Psychology, as a science, was never meant to be distilled into 90-second TikToks narrated over a Lana Del Rey audio. It was never supposed to become a Tumblr infographic aesthetic. It’s not that self-awareness is bad. Psychology Was Never Meant to Be This Girlbossy. But somewhere between “healing your inner child” and diagnosing your friend group with attachment styles, we lost the plot.
And the plot matters.
The Consequences of Pop Psychology
Pop psychology has turned every human quirk into a potential red flag. You like being alone? Must be avoidant attachment. You talk to yourself? Anxiety disorder. You daydream? Dissociation. You sew? Escapism. You’re ambitious? Probably childhood trauma.
No one’s allowed to just be anymore.
Everything you do must either be productive, monetized, or rooted in some unhealed wound. That’s not therapy. That’s paranoia dressed up.
No, You Weren’t “Disassociating” as a Kid. You Were Reading.
Imagine being eight years old, curled up with a book you love, and someone decides that was you “escaping a traumatizing reality” via dissociation. No. You were reading because reading is fun. Books are not inherently symptoms of mental illness.
And yet, we have probably all seen someone online claim reading was a red flag for maladaptive coping. BESTIE. The only maladaptive thing here is your need to overanalyze joy into extinction.
“What Are You Escaping From?”
This Conversation, Honestly.
The new trend is asking creatives what they’re “escaping from” by making art. It’s almost hostile. Like we can’t simply enjoy doing things without having some psychological origin story behind it.
I do creative projects because I like them. That’s the whole reason. There’s no big backstory. There’s no dark secret. Sometimes, a hobby is just a hobby. Sometimes, an activity is just a vibe.
Can we stop mining every interest for some latent diagnosis?
When Everything Is a Symptom, Nothing Is a Life
This is the real danger of pop psychology: when every human behavior becomes a potential “symptom,” you start to question your entire existence. You can’t just like what you like. You can’t just laugh at your own joke. You can’t just exist without some internal monologue diagnosing you from the sidelines.

_Complete the following:_
1 - For each statement below, state whether it agrees with the essay on pop psychology by answering yes or no, and quote the words of the essay that decide it. (a) The essay holds that self-awareness is bad. (b) The essay holds that books are not inherently symptoms of mental illness. (c) The writer says a dark secret lies behind their creative projects.
2 - Repeat the passage of the essay on pop psychology from "Psychology, as a" to "the plot matters.".
3 - In the essay on pop psychology, what is named as the new trend?

(Dataset entries)
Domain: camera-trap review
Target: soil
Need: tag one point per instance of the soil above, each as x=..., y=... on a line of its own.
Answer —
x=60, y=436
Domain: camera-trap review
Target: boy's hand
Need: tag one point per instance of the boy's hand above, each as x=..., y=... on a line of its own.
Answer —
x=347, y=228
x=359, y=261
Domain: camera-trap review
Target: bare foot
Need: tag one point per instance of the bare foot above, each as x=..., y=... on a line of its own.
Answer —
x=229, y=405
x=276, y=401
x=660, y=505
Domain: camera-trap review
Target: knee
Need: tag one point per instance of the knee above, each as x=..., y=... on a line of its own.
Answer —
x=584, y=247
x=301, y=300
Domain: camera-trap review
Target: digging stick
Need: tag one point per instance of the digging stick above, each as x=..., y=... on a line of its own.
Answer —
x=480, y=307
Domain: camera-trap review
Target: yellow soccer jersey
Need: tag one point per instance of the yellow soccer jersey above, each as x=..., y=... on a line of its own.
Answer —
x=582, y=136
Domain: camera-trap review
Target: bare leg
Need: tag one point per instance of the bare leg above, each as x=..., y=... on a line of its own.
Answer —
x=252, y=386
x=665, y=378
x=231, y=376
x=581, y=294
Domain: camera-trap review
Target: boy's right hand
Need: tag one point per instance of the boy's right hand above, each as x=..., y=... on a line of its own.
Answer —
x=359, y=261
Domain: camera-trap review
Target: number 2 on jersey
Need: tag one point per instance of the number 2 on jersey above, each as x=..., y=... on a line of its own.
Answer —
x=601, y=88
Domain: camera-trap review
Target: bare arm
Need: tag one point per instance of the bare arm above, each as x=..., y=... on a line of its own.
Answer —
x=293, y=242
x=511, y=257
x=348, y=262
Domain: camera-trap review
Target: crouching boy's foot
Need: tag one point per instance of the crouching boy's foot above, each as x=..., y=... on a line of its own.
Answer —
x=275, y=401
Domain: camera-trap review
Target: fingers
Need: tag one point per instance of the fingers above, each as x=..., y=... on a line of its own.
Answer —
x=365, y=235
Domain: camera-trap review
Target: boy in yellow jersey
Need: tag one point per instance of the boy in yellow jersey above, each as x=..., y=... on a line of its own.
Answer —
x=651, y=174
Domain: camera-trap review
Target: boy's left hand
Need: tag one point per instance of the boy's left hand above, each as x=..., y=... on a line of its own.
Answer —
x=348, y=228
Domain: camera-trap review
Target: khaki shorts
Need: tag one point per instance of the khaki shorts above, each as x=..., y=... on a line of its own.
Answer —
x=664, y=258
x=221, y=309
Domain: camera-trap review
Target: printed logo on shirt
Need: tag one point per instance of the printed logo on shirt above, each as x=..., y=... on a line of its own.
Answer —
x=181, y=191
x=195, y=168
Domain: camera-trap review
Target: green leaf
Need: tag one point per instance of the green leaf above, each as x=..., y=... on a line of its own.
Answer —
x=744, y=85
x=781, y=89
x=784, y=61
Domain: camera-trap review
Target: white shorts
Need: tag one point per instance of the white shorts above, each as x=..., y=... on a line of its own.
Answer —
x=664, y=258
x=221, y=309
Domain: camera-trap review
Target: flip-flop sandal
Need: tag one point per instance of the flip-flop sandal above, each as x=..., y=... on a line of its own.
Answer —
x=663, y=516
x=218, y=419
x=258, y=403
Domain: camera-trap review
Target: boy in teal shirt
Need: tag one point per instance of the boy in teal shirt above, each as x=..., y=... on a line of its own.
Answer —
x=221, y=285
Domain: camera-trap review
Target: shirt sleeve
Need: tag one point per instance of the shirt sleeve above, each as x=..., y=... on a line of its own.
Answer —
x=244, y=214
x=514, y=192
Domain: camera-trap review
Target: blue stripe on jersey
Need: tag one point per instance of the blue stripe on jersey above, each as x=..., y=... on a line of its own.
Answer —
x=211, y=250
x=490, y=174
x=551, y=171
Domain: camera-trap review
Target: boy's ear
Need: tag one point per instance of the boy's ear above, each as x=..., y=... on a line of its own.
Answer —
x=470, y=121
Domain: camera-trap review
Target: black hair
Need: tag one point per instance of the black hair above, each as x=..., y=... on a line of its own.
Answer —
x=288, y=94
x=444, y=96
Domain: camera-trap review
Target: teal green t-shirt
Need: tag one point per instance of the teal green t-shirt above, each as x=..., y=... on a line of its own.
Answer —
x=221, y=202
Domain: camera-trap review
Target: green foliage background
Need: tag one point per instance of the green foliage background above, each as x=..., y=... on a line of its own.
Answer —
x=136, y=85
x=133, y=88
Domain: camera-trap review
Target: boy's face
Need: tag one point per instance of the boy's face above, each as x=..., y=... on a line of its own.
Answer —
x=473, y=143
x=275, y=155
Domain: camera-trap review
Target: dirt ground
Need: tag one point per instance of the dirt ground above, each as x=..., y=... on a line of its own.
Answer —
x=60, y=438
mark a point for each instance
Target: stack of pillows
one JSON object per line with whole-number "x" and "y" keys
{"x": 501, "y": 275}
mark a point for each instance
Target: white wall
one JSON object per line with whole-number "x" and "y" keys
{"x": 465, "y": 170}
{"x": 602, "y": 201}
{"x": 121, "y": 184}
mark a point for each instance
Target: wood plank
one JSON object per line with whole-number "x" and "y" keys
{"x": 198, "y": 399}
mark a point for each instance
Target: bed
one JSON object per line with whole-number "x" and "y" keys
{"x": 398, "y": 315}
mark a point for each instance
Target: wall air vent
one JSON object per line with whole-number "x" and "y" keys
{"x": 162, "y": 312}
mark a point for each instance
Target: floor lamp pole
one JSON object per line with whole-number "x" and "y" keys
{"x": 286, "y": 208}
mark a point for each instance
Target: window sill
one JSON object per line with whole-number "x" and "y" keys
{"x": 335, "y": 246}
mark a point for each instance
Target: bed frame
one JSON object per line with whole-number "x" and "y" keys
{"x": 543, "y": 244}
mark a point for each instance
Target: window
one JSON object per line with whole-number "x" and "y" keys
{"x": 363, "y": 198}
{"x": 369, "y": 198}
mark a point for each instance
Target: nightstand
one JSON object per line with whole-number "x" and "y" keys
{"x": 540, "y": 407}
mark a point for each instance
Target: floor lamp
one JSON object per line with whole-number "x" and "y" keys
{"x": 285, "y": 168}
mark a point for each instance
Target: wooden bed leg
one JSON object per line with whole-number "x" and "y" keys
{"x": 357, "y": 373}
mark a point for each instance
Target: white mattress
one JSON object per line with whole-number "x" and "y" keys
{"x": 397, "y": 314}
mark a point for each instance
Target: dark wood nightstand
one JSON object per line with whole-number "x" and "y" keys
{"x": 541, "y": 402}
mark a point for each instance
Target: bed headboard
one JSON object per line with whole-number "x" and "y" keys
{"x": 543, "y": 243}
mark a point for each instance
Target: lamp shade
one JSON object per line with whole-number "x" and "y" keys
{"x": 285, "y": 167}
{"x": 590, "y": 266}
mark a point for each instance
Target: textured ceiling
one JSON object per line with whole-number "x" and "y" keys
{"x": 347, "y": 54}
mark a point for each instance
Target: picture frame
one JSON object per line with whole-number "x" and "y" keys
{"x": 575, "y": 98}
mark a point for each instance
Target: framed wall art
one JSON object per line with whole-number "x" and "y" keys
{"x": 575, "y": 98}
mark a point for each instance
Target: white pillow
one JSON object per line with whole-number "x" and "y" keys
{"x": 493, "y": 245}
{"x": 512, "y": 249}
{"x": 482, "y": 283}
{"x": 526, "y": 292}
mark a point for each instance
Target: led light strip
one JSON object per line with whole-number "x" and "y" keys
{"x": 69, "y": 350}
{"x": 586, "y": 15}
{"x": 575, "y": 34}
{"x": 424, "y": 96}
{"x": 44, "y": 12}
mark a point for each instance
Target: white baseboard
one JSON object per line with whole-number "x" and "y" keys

_Responses to the tasks:_
1 -
(a) No: "It’s not that self-awareness is bad."
(b) Yes: "Books are not inherently symptoms of mental illness."
(c) No: "There’s no dark secret."

2 -
Psychology, as a science, was never meant to be distilled into 90-second TikToks narrated over a Lana Del Rey audio. It was never supposed to become a Tumblr infographic aesthetic. It’s not that self-awareness is bad. Psychology Was Never Meant to Be This Girlbossy. But somewhere between “healing your inner child” and diagnosing your friend group with attachment styles, we lost the plot.
And the plot matters.

3 - The new trend is asking creatives what they’re “escaping from” by making art.